**Exercise brief**
Retype the lines below word for word, leaving any picture out of your answer.

--- begin Material ---

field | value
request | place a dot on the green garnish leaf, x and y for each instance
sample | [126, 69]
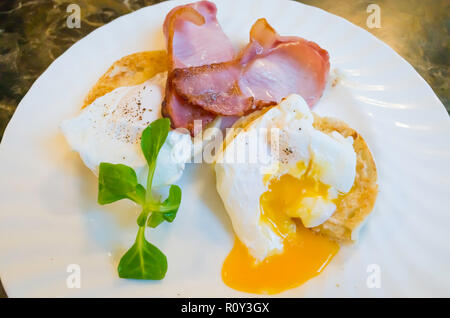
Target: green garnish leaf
[143, 260]
[155, 219]
[167, 211]
[117, 182]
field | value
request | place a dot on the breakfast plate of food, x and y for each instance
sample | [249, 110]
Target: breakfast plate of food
[227, 149]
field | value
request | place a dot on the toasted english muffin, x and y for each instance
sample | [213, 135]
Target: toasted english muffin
[130, 70]
[357, 204]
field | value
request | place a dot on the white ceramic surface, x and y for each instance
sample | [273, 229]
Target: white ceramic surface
[49, 217]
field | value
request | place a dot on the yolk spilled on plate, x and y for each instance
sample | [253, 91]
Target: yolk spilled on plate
[305, 254]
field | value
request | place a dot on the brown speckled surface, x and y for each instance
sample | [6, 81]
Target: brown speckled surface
[33, 33]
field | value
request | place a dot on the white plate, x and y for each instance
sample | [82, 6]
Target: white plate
[49, 217]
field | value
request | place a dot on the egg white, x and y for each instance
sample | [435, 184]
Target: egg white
[109, 130]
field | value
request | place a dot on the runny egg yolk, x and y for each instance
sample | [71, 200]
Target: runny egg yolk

--- end Material ---

**Response below**
field | value
request | place a dot on the green garnish leaf, x and y for each instance
sample | [126, 69]
Target: green garnish leaf
[143, 260]
[155, 219]
[167, 211]
[117, 182]
field | value
request | place a dot on the breakfast plate of food, x and y for each instance
sample | [249, 110]
Target: breakfast plate of food
[227, 149]
field | value
request | place a dot on the toasted english muffin, x and y for each instance
sample | [213, 135]
Target: toasted english muffin
[130, 70]
[357, 204]
field | value
request | place a dot on the white ceramic surface, x and y for each instance
sample | [273, 229]
Target: white ceramic surface
[49, 217]
field | value
request | place a dot on the yolk spilled on plate, x and y for each instance
sample | [253, 91]
Target: yolk spilled on plate
[305, 254]
field | value
request | place a dot on the brown speckled surface, x and y for each instance
sample | [6, 81]
Target: brown speckled surface
[33, 33]
field | value
request | place a dot on the white plate, x and y for each instance
sample | [82, 6]
Target: white plate
[49, 217]
field | value
request | place a dot on the egg white, x and y for each instance
sample | [435, 184]
Target: egg white
[109, 130]
field | value
request | place a dot on the runny egg yolk, x and y for each instance
sample | [71, 200]
Target: runny egg yolk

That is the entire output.